:: Instructions to follow ::
Extend the case study on autonomous vehicle perception below, picking up after its final sentence.

══ Source passage

Autonomous Vehicle Perception
Fueling the next generation of self-driving cars with 200K+ multi-modal, synchronized sensor data points.
The Challenge
A top-tier autonomous vehicle manufacturer needed to train their perception stack for complex urban environments. They required perfectly synchronized multi-modal data (LiDAR, radar, and cameras) covering adverse weather, nighttime driving, and unpredictable construction zones.
Our Solution
Dserve AI orchestrated a comprehensive data pipeline. We processed synchronized LiDAR point clouds, 360-degree camera footage, and radar readings across 50+ challenging driving environments. We applied 3D bounding boxes, lane marking splines, and drivable area segmentation to every frame with millimeter precision.
The Impact
"We delivered over 200,000 individually labeled, synchronized data points in native KITTI and nuScenes formats. The AV company saw a 40% reduction in false-positive object detections during nighttime driving simulations, significantly advancing their deployment timeline."

════
══ Extracted data

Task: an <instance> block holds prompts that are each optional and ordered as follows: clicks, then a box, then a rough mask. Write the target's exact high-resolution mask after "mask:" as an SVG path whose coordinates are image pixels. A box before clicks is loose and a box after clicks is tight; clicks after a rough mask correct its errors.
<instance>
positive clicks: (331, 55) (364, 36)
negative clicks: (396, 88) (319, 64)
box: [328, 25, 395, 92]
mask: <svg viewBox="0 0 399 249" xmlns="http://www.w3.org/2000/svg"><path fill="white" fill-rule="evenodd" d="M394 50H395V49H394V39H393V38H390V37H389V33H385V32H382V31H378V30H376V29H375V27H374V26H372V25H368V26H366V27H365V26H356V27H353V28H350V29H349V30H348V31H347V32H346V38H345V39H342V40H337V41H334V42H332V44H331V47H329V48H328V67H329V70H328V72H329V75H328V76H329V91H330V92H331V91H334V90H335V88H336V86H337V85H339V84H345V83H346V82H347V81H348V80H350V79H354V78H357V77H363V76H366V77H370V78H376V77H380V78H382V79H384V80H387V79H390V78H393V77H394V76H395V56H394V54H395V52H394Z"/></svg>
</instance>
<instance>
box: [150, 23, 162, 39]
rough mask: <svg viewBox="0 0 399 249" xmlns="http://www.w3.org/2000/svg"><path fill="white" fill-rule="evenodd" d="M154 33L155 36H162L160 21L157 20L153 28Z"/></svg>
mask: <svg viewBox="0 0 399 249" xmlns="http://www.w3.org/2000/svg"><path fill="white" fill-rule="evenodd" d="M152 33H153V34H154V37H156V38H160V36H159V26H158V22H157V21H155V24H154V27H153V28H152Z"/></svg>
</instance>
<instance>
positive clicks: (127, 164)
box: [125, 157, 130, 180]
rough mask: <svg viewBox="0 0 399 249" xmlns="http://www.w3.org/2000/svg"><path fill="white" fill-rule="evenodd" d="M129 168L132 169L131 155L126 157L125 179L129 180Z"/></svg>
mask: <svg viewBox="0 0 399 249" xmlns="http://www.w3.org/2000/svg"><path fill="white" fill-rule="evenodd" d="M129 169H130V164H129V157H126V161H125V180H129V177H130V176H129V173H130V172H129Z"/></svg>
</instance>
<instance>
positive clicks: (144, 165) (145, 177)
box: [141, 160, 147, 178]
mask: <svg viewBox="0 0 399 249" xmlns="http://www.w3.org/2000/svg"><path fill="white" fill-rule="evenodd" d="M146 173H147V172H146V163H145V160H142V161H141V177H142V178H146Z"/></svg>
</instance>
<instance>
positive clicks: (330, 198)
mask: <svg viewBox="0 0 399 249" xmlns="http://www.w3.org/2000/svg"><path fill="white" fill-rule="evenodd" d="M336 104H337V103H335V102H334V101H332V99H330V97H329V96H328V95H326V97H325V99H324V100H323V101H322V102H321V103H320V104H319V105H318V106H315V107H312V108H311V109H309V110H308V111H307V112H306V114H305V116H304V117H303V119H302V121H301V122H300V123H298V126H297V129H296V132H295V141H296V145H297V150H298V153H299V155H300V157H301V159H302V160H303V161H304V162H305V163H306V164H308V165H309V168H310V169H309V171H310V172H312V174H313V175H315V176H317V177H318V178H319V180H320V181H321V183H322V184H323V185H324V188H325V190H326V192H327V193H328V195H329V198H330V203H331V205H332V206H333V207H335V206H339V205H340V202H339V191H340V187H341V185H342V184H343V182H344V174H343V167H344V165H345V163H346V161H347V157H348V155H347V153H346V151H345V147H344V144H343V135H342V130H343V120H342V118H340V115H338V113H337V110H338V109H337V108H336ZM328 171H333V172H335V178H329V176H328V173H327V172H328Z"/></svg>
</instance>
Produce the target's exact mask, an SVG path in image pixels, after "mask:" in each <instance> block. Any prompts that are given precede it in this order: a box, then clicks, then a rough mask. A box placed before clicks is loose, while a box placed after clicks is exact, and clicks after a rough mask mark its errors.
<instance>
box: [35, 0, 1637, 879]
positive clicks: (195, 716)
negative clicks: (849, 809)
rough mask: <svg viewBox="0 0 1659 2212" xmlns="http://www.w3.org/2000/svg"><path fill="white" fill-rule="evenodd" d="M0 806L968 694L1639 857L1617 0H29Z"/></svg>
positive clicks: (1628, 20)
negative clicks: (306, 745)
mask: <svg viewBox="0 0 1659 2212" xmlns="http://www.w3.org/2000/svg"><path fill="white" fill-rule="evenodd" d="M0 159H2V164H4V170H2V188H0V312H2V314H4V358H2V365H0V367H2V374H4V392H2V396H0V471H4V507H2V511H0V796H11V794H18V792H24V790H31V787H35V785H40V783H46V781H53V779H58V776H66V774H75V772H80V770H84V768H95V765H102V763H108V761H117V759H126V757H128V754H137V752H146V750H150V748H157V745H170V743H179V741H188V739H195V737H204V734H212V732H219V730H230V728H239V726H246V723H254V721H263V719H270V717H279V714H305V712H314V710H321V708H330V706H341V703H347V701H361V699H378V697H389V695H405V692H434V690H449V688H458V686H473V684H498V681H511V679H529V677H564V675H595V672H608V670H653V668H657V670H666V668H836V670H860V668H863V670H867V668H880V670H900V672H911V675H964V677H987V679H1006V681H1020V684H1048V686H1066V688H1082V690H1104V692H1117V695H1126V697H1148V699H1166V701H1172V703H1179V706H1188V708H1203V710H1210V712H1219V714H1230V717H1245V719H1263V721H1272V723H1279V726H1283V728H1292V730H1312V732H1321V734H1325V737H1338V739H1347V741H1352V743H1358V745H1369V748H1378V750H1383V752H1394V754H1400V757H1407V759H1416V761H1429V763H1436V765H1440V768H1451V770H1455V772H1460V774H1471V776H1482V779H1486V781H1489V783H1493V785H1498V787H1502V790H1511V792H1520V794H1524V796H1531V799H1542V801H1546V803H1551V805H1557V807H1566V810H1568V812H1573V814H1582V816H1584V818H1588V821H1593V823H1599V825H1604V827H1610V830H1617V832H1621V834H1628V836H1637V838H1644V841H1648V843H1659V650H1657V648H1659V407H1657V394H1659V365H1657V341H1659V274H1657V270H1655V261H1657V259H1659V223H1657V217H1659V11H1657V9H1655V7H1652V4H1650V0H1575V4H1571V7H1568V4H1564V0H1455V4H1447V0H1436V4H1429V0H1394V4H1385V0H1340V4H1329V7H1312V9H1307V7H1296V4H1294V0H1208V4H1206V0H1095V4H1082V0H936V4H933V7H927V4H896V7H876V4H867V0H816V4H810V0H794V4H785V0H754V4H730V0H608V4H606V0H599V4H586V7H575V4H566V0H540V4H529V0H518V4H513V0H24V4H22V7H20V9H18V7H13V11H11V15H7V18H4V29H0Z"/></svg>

════

:: Your response ::
Sensor Fusion Architecture
Solving the 'Black Ice' Edge Case
One of the most critical failures in the client's original model was identifying black ice at night. Standard RGB cameras failed entirely. By perfectly aligning 3D LiDAR reflectance intensity with long-range radar signatures, our annotated dataset taught the perception stack to identify micro-variations in road surface friction, effectively solving the black ice detection problem with a 94% recall rate.